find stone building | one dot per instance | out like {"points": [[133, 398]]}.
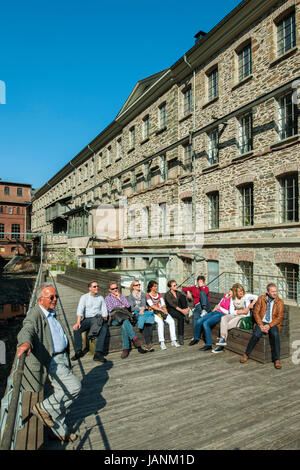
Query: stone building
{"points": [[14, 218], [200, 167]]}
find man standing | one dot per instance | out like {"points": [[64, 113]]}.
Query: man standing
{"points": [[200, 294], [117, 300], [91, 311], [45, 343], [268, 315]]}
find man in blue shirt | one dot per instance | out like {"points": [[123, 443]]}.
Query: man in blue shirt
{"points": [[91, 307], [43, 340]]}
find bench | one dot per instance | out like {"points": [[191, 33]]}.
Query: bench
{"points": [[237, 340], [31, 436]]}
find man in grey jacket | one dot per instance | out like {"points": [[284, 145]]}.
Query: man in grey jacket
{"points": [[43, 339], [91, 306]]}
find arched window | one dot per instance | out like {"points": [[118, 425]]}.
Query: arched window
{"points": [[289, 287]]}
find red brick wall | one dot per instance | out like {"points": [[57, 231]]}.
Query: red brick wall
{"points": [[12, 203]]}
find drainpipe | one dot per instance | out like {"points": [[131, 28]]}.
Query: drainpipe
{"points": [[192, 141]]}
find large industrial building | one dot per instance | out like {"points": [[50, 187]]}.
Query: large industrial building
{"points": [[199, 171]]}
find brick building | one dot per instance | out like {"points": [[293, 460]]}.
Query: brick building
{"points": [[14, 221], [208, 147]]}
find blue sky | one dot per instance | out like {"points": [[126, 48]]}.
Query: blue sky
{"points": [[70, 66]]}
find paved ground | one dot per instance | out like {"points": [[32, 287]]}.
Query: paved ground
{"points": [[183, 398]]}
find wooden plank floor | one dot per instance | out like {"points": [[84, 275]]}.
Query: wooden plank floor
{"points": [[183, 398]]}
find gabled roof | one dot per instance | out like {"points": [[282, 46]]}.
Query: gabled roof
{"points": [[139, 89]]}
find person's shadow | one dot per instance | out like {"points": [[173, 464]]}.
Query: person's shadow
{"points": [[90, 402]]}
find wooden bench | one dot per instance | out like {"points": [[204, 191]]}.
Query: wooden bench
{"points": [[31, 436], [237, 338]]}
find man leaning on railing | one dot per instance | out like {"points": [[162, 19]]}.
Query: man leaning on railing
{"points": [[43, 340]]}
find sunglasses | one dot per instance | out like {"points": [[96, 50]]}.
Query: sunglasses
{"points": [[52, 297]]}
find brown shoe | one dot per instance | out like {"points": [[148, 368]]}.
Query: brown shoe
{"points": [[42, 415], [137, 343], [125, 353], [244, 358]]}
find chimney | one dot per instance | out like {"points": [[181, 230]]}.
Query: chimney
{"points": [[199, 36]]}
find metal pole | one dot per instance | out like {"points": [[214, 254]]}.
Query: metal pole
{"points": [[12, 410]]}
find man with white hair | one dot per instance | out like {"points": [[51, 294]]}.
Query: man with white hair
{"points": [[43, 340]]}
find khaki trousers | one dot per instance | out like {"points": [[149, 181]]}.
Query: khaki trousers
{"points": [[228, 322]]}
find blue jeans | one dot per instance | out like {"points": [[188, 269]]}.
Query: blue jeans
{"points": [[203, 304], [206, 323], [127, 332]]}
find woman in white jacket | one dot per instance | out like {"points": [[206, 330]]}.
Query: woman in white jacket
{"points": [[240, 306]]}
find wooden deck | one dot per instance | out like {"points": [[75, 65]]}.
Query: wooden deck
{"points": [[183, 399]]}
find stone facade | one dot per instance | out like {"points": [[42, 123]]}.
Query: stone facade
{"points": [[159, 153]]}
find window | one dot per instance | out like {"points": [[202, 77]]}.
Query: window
#####
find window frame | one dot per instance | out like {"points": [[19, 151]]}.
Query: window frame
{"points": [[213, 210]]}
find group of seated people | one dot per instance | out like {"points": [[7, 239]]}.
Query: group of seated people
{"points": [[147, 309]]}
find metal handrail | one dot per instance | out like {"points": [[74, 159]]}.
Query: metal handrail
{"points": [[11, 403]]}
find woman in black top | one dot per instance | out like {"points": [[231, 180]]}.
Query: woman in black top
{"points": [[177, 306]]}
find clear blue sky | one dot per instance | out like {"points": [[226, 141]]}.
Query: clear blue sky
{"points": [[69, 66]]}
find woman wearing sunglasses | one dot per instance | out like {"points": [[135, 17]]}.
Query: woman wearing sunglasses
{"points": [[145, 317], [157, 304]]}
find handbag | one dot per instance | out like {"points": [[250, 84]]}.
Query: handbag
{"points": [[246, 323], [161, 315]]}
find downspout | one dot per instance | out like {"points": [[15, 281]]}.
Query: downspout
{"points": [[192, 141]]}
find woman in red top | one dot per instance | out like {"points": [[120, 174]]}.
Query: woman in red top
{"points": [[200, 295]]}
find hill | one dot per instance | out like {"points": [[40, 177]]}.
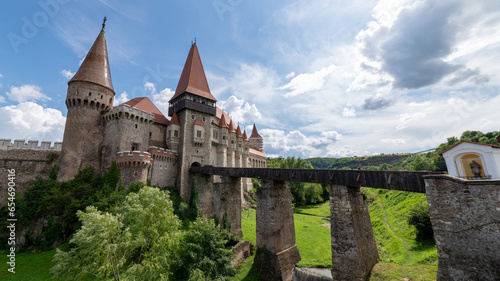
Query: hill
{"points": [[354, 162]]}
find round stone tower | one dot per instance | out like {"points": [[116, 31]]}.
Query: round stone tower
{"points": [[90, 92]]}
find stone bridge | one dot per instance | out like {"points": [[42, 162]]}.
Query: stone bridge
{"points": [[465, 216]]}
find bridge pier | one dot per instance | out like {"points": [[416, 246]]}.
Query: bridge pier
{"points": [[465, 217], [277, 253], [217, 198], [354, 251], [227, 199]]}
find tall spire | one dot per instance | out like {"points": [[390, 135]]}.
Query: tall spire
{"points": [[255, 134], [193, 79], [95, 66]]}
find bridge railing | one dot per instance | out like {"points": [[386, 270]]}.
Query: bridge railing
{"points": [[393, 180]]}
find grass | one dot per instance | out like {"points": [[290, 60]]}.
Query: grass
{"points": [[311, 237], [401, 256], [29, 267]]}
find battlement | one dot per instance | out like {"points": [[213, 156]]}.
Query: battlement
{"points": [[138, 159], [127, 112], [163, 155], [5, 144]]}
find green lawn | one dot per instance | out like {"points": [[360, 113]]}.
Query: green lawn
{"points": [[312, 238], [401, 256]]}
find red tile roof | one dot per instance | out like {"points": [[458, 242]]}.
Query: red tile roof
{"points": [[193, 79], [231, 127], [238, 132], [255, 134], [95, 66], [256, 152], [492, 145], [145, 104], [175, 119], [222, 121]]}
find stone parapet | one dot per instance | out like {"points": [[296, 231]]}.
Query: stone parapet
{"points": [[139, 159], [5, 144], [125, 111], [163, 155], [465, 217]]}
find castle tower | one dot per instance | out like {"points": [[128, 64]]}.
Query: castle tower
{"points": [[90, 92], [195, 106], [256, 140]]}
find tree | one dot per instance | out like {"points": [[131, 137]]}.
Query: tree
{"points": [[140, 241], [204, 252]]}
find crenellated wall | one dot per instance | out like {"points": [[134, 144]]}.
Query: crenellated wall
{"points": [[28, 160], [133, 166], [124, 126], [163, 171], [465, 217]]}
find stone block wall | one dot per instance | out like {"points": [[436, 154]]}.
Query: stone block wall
#####
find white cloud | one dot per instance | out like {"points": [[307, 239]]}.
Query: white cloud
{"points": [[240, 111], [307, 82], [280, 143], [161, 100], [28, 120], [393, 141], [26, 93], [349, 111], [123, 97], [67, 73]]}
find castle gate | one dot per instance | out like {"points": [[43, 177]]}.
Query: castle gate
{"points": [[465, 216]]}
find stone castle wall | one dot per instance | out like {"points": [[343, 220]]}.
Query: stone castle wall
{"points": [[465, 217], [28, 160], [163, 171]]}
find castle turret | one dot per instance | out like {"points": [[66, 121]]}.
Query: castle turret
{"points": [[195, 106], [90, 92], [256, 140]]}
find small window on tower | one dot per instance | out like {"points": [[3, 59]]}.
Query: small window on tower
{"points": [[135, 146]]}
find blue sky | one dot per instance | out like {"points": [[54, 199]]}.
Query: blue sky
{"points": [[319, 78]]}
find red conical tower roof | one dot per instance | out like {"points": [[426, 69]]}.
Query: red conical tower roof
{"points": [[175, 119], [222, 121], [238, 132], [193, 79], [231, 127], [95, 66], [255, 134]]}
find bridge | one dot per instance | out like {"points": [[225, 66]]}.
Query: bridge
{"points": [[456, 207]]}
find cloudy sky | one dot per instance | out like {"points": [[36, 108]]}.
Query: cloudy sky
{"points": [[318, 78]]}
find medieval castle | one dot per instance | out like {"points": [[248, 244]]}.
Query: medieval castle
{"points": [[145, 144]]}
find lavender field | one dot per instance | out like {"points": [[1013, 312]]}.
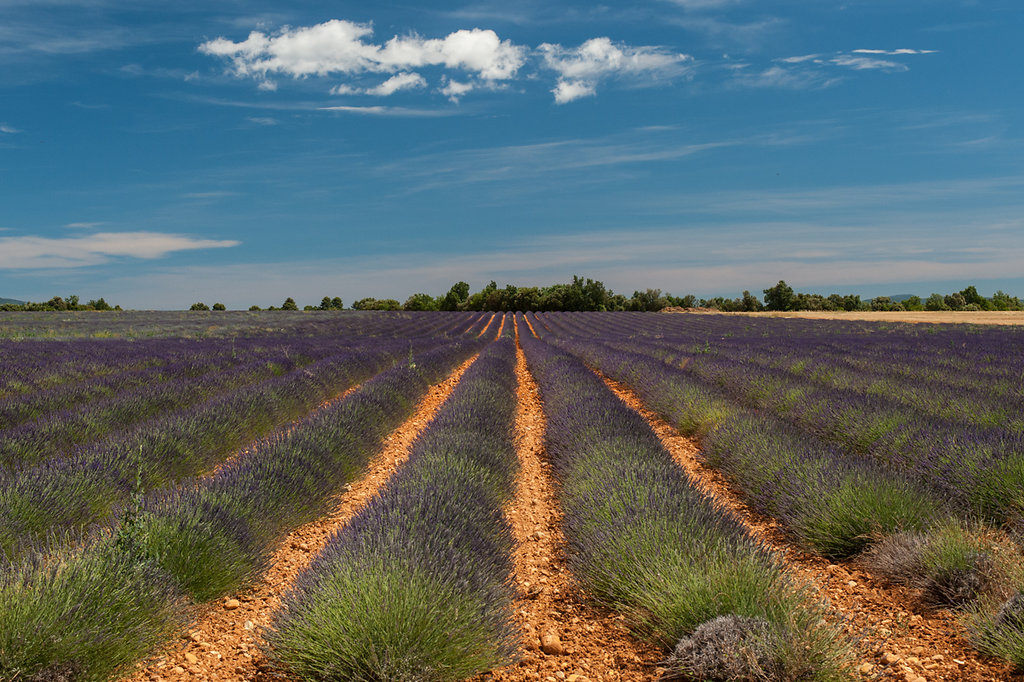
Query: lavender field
#####
[EXERCISE AIM]:
Report each line above that includes the string "block".

[TASK RESULT]:
find stone block wall | one dot per instance | out like {"points": [[436, 154]]}.
Query: stone block wall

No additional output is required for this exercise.